▶ **Work to be completed**: The data below should be duplicated in full, unchanged.

━━━━━━━━━━━━━━━━━━━━━━━━━━━━━━

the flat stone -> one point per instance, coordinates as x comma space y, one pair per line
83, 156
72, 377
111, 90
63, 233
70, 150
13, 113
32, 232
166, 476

━━━━━━━━━━━━━━━━━━━━━━━━━━━━━━

▶ **Response box**:
the flat stone -> one point per instance, coordinates as x comma space y, one pair per line
83, 156
72, 377
111, 90
63, 233
70, 150
13, 113
32, 232
166, 476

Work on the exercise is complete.